[Start of TEXT BLOCK]

Court of Appeals of North Carolina

November 21, 2017

WILLIAM RUSSELL JOHNSTON, Plaintiff,
v.
ALLYSON SCOTT JOHNSTON, Defendant.

          Heard in the Court of Appeals 9 January 2017.

         Appeal by defendant from order entered 20 January 2016 by Judge Lloyd Michael Gentry in District Court, Caswell County No. 15 CVD 312

          Manning, Fulton, & Skinner, by Michael S. Harrell, for plaintiff-appellee.

          Tharrington, Smith, LLP, by Steve Mansbery, for defendant-appellant.

          STROUD, Judge.

         Defendant Allyson Scott Johnston appeals an order denying her motion to dismiss the case filed by plaintiff in Caswell County and to have it transferred to Wake County. Because defendant's custody claim was filed in Wake County before plaintiff filed his claim in Caswell County, the district court in Caswell County did not have subject matter jurisdiction over the custody claim. We reverse the order denying defendant's motion to dismiss, remand for consideration of defendant's motion for sanctions, and vacate the temporary visitation and custody orders.

         I. Background

          On 4 April 2009, plaintiff William Russell Johnston ("Husband") and defendant Allyson Scott Johnston ("Wife") were married. The parties had two children, one in 2012 and one in 2014. The parties separated, although the exact date is in dispute, and on 15 September 2015, Husband filed a complaint in Caswell County against Wife for custody, divorce from bed and board, and equitable distribution, alleging the parties had separated on 2 August 2015. On 22 September 2015, the complaint was served on Wife. Thereafter, on 1 October 2015, Husband voluntarily dismissed his Caswell County complaint without prejudice.

         On 8 October 2015, Wife filed a complaint against Husband in Wake County for custody, child support, post-separation support, alimony, and attorney fees. A temporary custody hearing was set in Wake County for 15 December 2015. Husband was not served with the Wake County summons and complaint on the sheriff's initial attempts, and he later admitted that he intentionally avoided service. On 13 October 2015, Husband filed a second complaint against Wife in Caswell County for custody, divorce from bed and board, and equitable distribution; the complaint fails to note the active suit in Wake County, although husband was aware that it had been filed.

[End of TEXT BLOCK]
[Start of GIVEN ENTRIES]

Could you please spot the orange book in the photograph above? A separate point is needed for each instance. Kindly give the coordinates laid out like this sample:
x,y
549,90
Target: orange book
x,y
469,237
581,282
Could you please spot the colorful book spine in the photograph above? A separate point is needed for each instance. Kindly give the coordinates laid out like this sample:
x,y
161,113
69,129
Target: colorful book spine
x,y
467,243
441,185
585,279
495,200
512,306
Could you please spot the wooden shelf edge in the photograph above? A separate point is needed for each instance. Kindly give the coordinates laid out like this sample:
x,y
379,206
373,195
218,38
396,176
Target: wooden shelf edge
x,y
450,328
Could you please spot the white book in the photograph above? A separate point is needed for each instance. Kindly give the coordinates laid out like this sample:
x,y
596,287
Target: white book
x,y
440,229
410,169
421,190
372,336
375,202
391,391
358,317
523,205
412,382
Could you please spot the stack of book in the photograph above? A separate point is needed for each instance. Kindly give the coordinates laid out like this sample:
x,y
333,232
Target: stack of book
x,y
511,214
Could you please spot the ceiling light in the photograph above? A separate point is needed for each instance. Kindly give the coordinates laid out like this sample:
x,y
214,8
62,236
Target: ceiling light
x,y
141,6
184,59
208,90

[End of GIVEN ENTRIES]

> _TASKS FOR THIS EXERCISE_
**1.** Translate this sentence from the appeals court opinion into Spanish: "On 22 September 2015, the complaint was served on Wife."
**2.** Output everything in the appeals court opinion from "Heard in the" down to "Mansbery, for defendant-appellant.".
**3.** Answer these questions from the appeals court opinion:
(a) Which judge entered the order being appealed?
(b) On what date were the parties married?
(c) For what date was the temporary custody hearing in Wake County set?

> _ANSWERS PROVIDED_
**1.** El 22 de septiembre de 2015, la demanda fue notificada a la Esposa.

**2.**
Heard in the Court of Appeals 9 January 2017.

         Appeal by defendant from order entered 20 January 2016 by Judge Lloyd Michael Gentry in District Court, Caswell County No. 15 CVD 312

          Manning, Fulton, & Skinner, by Michael S. Harrell, for plaintiff-appellee.

          Tharrington, Smith, LLP, by Steve Mansbery, for defendant-appellant.

**3.**
(a) Judge Lloyd Michael Gentry
(b) 4 April 2009
(c) 15 December 2015